* **PROBLEM**:
For the records that follow, give the number of lines containing the word "green", with no added text.

........

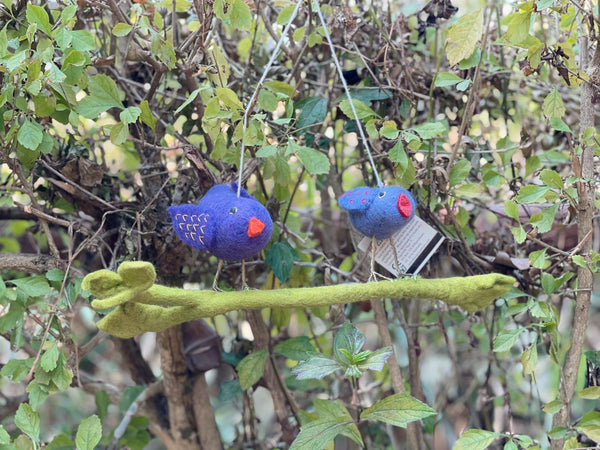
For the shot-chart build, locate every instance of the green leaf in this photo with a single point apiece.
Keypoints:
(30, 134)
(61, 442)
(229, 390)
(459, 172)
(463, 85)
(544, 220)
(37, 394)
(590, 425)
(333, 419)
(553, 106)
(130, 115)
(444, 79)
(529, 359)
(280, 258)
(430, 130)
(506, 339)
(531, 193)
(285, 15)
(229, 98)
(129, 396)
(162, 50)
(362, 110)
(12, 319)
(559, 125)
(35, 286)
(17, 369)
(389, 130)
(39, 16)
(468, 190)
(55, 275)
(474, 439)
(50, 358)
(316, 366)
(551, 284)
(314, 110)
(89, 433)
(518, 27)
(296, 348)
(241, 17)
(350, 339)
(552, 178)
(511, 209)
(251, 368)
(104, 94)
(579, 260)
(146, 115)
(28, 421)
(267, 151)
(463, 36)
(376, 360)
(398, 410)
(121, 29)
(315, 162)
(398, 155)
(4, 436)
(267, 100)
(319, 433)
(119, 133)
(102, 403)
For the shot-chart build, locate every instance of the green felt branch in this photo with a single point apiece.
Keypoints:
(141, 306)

........

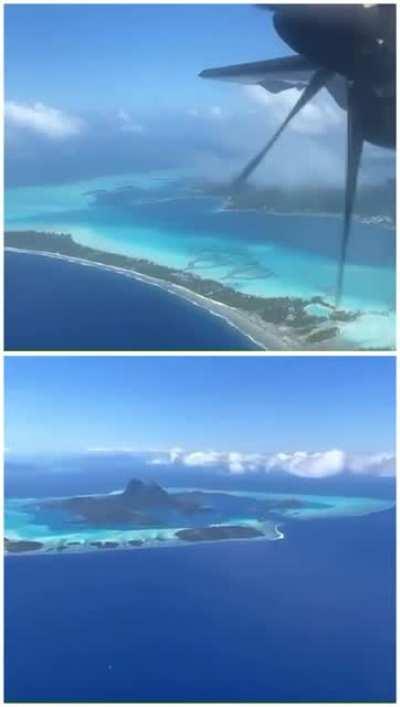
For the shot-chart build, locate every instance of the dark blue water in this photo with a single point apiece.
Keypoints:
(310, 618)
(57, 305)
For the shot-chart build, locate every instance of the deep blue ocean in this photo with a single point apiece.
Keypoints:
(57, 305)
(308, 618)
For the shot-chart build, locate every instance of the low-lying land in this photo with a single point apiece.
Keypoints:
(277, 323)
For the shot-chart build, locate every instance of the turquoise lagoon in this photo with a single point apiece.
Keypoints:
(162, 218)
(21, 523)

........

* **SOLUTION BELOW**:
2